╭─ Task data
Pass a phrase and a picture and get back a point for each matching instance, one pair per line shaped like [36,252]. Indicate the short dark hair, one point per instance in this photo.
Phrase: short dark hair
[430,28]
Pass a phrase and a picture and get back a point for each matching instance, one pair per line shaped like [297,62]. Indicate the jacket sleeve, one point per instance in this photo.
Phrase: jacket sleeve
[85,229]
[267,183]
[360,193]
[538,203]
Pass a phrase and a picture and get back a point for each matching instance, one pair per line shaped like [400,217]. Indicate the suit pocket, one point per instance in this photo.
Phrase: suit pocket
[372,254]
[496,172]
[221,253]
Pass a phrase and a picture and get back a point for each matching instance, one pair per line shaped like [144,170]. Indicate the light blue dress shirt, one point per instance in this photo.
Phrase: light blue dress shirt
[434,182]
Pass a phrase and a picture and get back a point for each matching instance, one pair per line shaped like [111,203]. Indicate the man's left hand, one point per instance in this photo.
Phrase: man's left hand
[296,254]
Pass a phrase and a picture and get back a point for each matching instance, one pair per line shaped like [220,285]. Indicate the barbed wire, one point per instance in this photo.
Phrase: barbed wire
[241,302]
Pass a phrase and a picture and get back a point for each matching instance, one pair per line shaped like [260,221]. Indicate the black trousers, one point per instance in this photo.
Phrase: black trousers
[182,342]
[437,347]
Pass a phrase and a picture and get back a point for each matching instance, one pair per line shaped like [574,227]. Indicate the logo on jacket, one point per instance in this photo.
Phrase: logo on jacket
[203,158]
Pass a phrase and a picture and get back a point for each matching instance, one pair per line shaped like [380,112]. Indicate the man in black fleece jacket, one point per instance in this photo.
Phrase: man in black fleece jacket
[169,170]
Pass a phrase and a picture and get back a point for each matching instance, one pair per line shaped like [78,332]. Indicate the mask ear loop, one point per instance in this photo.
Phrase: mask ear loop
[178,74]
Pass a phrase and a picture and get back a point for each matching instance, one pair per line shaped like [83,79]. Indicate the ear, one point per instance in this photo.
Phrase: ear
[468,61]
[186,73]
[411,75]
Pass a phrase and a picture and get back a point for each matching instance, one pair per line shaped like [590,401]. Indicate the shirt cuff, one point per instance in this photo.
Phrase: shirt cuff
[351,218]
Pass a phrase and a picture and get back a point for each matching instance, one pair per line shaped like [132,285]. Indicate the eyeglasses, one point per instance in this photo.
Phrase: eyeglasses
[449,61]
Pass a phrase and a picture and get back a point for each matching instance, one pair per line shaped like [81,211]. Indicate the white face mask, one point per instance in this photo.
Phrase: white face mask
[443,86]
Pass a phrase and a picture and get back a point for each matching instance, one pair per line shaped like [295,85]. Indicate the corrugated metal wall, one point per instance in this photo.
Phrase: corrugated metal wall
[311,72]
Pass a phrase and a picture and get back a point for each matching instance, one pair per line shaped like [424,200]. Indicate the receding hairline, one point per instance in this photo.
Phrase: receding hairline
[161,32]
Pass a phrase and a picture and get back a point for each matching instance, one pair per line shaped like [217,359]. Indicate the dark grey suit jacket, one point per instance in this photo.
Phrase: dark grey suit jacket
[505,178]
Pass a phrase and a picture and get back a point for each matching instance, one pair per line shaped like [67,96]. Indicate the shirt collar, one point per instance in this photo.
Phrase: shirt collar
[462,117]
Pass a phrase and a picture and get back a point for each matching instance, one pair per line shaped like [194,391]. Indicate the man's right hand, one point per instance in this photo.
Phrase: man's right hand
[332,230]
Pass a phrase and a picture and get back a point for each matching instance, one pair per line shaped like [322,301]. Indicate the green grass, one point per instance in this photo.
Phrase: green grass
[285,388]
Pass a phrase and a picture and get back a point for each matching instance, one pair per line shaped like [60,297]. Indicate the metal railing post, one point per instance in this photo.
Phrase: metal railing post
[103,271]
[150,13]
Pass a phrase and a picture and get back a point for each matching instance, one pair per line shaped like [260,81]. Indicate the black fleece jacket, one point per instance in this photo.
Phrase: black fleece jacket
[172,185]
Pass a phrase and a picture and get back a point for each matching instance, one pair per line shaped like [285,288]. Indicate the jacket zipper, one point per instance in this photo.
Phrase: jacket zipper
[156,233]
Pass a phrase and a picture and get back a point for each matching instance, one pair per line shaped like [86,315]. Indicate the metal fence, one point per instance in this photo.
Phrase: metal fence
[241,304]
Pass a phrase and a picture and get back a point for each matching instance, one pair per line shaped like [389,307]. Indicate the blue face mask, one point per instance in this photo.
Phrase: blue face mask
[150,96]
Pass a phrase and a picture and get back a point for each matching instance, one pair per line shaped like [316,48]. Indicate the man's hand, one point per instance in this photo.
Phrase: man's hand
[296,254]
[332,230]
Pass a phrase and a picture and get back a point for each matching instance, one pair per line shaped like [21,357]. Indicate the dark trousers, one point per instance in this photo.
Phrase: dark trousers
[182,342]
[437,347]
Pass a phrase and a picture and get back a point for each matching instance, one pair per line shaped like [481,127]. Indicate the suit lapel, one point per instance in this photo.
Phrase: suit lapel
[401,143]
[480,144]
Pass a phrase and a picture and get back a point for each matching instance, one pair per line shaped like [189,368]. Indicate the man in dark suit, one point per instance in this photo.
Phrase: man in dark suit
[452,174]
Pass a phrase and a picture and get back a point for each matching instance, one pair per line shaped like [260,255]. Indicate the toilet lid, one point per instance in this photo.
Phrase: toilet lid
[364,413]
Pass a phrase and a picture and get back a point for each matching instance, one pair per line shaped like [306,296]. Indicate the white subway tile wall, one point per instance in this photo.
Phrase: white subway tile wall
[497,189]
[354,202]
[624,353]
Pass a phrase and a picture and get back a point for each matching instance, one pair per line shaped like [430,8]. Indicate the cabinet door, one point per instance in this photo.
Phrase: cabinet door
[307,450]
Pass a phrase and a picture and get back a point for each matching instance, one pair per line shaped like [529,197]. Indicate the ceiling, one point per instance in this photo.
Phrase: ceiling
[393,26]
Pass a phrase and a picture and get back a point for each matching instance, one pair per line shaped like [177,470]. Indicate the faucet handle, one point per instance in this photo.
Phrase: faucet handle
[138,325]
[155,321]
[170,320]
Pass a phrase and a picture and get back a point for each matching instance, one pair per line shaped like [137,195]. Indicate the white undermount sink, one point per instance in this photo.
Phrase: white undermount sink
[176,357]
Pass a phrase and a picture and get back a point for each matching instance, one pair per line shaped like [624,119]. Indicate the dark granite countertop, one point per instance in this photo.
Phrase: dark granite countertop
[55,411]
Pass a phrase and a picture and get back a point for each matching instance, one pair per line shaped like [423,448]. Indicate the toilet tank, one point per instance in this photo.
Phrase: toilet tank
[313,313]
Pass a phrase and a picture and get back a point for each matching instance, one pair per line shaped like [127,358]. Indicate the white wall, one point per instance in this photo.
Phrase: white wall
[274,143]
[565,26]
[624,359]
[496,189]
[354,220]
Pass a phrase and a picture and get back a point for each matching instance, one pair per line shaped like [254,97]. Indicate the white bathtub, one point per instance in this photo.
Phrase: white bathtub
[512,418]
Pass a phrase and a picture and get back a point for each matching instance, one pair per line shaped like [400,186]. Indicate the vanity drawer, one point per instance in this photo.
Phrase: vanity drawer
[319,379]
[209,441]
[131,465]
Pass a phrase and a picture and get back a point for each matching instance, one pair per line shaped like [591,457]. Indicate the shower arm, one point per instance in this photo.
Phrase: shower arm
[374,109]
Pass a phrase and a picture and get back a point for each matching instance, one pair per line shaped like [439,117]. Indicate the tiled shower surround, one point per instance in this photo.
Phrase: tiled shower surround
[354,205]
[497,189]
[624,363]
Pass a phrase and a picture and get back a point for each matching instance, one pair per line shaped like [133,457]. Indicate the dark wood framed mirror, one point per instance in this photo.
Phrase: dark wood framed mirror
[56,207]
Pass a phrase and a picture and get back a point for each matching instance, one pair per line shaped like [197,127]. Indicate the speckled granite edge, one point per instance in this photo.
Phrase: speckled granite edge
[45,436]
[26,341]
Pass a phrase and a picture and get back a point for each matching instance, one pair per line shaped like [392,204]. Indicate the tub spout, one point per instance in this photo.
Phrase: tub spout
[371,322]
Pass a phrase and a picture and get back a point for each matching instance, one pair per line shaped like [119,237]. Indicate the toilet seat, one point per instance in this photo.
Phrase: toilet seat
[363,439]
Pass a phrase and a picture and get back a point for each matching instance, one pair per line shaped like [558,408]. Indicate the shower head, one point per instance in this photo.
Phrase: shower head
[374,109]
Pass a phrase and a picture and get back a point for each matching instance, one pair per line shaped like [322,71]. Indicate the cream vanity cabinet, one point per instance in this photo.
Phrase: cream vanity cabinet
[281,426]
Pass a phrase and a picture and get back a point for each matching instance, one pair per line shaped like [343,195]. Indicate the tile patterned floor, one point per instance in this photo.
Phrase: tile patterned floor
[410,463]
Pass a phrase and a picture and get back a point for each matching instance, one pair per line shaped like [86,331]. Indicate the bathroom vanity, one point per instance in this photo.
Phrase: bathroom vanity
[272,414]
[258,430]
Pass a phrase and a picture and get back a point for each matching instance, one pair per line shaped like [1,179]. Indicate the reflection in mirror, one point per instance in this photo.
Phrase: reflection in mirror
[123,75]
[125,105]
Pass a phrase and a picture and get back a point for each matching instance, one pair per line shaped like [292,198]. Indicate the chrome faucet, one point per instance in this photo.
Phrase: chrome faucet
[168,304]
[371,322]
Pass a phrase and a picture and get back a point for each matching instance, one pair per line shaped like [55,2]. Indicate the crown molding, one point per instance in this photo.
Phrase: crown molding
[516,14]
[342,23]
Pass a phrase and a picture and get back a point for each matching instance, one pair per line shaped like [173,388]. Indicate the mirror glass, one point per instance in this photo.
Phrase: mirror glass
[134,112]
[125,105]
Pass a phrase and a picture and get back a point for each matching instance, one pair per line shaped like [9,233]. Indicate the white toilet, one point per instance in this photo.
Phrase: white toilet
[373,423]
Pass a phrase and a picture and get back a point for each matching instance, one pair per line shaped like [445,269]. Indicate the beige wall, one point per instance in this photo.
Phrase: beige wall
╰─
▶ **Instructions for the task**: Repeat only the stretch of lines that begins at the line containing "vanity, one point per instance in this photo." and ends at the last line above, both included.

▶ **Solved problem**:
Pass a phrase and a picture and get back a point for each matching instance, one pair per line shaped like [86,331]. Indicate the bathroom vanity, one point per instance in this photo.
Phrase: bathroom vanity
[272,414]
[258,430]
Pass a phrase and a picture and get back a point for each matching instance, one pair per line shaped like [1,179]. Indicate the reflection in mirror, one point per instance in this photo.
Phrase: reflection in mirror
[123,75]
[125,105]
Pass a phrase and a picture and get back a point for each matching instance, one pair per line shaped like [292,198]. Indicate the chrome faucet, one point per instance in this photo.
Phrase: chrome faucet
[168,304]
[371,322]
Pass a phrase and a picture and get back a point for each matching instance, one pair per line shaped like [55,2]. Indicate the crown molding, one point per instance in this photo.
Phrase: crown molding
[516,14]
[342,23]
Pass a phrase and a picture and get back a point for each matching instance, one pair per line shaped like [173,388]. Indicate the mirror glass, one point per instance in this photo.
Phrase: mirror glass
[134,112]
[125,105]
Pass a phrase and a picture and get back a point for each matching instance, one pair per line shaped like [9,233]. Indicate the white toilet, one point per instance in this photo.
Phrase: white toilet
[373,423]
Pass a phrase and a picture and get back a point for each matching instance, one pair per line shaped like [445,269]. Indicate the beige wall, one point per instance in this photo.
Phrase: beige wall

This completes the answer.